[WHAT TO DO] Please rewrite the records from the line with "Target: metal handrail" through the line with "x=129, y=85", both included, as a numbered list, leaving out any blank lines.

[MATERIAL FOR THIS EXERCISE]
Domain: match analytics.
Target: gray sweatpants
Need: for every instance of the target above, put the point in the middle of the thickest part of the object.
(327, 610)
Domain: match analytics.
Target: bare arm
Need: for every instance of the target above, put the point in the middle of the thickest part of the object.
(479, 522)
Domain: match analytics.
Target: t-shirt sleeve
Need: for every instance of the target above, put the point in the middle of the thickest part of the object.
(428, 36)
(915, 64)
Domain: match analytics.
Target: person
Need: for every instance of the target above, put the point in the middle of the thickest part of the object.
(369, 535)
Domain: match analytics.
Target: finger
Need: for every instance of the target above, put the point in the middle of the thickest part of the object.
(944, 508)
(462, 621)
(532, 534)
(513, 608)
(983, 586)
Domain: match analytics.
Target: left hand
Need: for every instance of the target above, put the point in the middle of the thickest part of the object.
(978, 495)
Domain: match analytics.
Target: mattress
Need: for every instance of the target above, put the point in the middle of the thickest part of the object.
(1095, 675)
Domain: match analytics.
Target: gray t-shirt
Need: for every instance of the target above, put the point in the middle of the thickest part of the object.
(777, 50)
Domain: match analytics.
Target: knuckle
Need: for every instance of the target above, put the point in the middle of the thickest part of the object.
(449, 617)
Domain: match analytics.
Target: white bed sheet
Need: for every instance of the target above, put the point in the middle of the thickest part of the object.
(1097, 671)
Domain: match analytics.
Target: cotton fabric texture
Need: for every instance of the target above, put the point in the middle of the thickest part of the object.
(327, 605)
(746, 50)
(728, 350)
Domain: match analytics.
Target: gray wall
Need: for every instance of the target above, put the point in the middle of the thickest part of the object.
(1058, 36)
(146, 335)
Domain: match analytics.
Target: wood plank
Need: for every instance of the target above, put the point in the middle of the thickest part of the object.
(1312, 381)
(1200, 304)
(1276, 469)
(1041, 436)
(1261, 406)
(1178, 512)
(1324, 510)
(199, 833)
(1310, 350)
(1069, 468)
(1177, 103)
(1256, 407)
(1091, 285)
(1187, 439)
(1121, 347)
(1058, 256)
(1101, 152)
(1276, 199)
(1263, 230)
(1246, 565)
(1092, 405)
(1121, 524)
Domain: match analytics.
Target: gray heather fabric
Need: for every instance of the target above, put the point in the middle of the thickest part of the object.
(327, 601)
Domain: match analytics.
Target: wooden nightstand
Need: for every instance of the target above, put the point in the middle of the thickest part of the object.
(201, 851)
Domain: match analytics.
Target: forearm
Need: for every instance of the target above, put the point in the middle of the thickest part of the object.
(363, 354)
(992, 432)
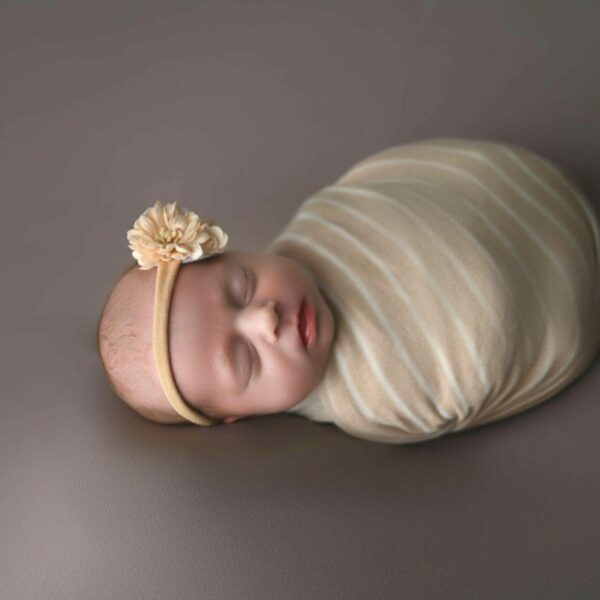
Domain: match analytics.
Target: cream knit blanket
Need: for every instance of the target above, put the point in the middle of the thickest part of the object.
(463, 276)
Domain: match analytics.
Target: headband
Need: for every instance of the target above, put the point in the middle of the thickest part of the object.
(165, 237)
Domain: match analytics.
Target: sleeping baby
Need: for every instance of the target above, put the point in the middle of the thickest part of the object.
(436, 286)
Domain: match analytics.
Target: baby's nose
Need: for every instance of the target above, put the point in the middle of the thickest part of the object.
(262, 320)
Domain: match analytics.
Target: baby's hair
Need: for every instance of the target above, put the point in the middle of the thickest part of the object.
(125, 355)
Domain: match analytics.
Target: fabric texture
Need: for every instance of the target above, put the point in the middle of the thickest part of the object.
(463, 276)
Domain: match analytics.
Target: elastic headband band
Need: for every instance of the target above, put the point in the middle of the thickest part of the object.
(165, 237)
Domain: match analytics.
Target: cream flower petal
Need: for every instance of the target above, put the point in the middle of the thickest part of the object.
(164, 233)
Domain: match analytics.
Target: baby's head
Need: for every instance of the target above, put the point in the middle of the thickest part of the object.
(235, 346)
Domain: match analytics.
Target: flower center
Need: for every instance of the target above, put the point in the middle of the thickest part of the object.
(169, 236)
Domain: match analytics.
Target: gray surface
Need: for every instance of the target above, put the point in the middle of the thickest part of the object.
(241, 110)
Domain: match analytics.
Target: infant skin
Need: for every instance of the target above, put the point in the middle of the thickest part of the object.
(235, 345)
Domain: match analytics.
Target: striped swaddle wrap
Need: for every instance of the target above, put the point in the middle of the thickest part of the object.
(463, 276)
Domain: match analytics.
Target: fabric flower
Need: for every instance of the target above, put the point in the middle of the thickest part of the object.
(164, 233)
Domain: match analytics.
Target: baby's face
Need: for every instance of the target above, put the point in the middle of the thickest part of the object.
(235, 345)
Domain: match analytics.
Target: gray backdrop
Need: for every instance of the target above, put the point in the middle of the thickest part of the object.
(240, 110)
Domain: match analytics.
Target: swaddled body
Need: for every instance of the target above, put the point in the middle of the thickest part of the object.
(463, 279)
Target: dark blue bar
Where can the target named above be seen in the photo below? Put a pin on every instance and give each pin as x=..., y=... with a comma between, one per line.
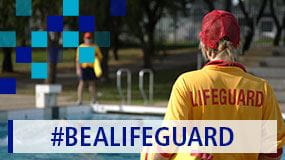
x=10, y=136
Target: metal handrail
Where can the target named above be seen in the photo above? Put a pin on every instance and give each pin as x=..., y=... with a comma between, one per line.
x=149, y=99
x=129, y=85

==

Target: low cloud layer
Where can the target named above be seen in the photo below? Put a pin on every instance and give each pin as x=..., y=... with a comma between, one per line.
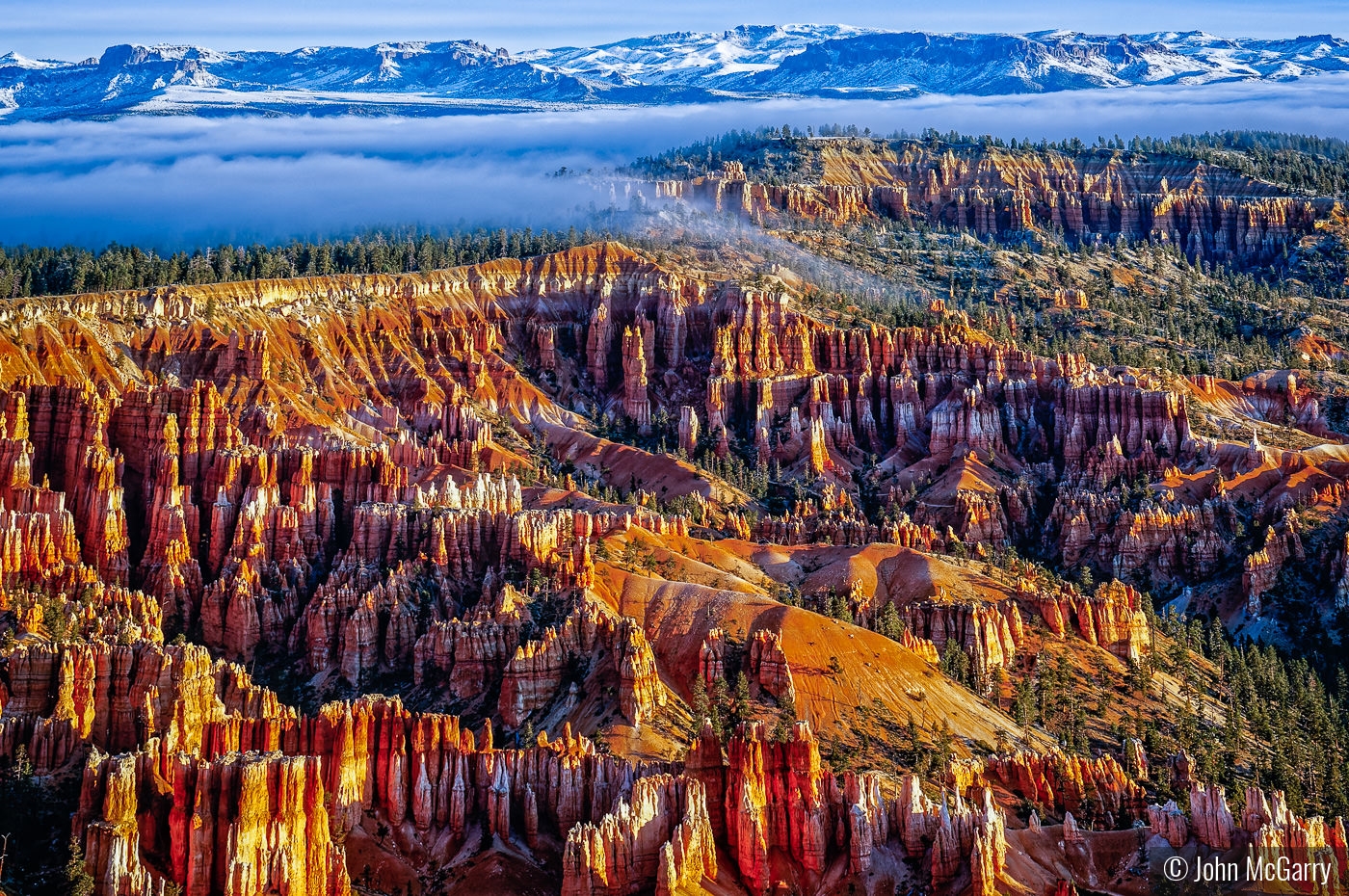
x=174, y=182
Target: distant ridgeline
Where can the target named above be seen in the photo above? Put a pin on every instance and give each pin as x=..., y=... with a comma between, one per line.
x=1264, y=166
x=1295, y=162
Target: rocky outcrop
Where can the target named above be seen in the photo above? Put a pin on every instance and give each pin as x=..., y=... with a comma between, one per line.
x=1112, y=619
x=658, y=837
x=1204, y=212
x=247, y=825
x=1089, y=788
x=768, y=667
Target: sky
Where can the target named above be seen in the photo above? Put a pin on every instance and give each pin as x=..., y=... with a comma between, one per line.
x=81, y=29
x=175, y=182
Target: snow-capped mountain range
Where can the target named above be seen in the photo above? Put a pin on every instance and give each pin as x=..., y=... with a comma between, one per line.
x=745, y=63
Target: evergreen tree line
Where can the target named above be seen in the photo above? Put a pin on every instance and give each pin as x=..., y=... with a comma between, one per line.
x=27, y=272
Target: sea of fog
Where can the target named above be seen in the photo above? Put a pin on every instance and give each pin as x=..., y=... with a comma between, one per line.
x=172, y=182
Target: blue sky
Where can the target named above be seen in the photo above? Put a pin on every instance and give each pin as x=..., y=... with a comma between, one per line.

--

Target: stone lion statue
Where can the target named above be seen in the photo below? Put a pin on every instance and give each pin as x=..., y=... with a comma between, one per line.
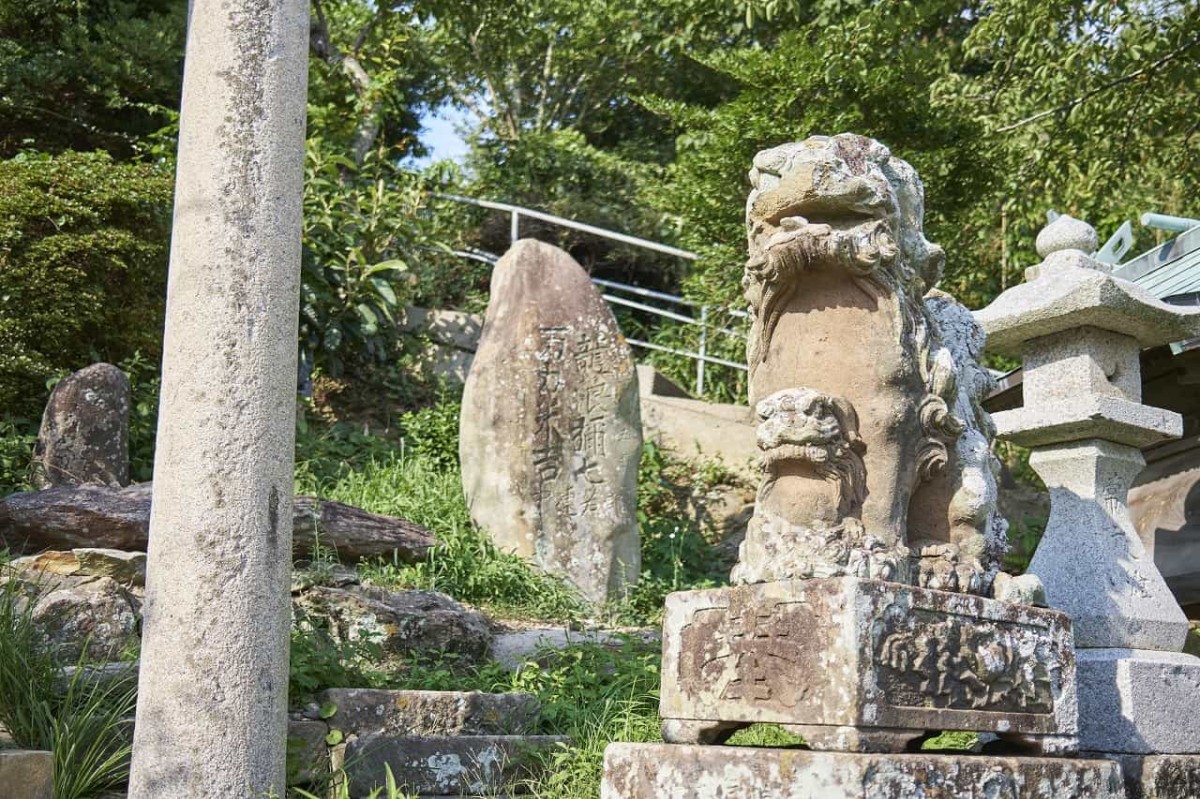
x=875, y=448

[IN RESPONSE]
1. Target: metal handrail
2. Where can the target named above be seen in the photo above? Put a pin on every instance and give each pin as x=..., y=... with a comma between, one per line.
3. x=149, y=99
4. x=129, y=85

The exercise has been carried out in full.